» TEXT EXCERPT:
====

Since 1850, more than 5,000 people have gone over Niagara Falls, either intentionally (as stunts or suicide attempts) or accidentally. The first recorded person to survive going over the falls was school teacher Annie Edson Taylor, who in 1901 successfully completed the stunt inside an oak barrel. In the following  years, thousands of people have been swept over the falls but only sixteen people have reportedly survived the feat. All instances of people having survived the trip over the falls have been over the Canadian Horseshoe Falls. Following the death of one daredevil in 1951, stunting at Niagara Falls has been illegal and subject to fines of up to $25,000 USD.

====

» COLLECTED MATERIAL:

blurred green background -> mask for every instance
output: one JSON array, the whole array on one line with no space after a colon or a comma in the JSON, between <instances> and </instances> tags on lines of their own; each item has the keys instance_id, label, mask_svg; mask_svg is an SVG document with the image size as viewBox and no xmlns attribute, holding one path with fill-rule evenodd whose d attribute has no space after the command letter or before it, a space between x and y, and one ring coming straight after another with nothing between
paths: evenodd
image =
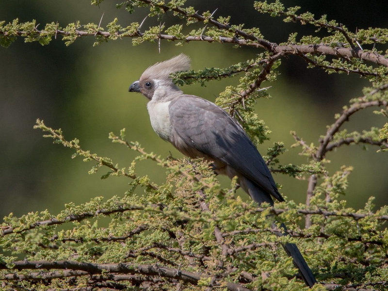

====

» DIRECTIVES:
[1] According to the Niagara Falls text, who was the first recorded person to survive going over the falls?
[2] Reproduce everything in the Niagara Falls text from "Since 1850, more" down to "to $25,000 USD.", without any alteration.

» THE REPLIES:
[1] Annie Edson Taylor, a school teacher, who went over in an oak barrel in 1901.

[2]
Since 1850, more than 5,000 people have gone over Niagara Falls, either intentionally (as stunts or suicide attempts) or accidentally. The first recorded person to survive going over the falls was school teacher Annie Edson Taylor, who in 1901 successfully completed the stunt inside an oak barrel. In the following  years, thousands of people have been swept over the falls but only sixteen people have reportedly survived the feat. All instances of people having survived the trip over the falls have been over the Canadian Horseshoe Falls. Following the death of one daredevil in 1951, stunting at Niagara Falls has been illegal and subject to fines of up to $25,000 USD.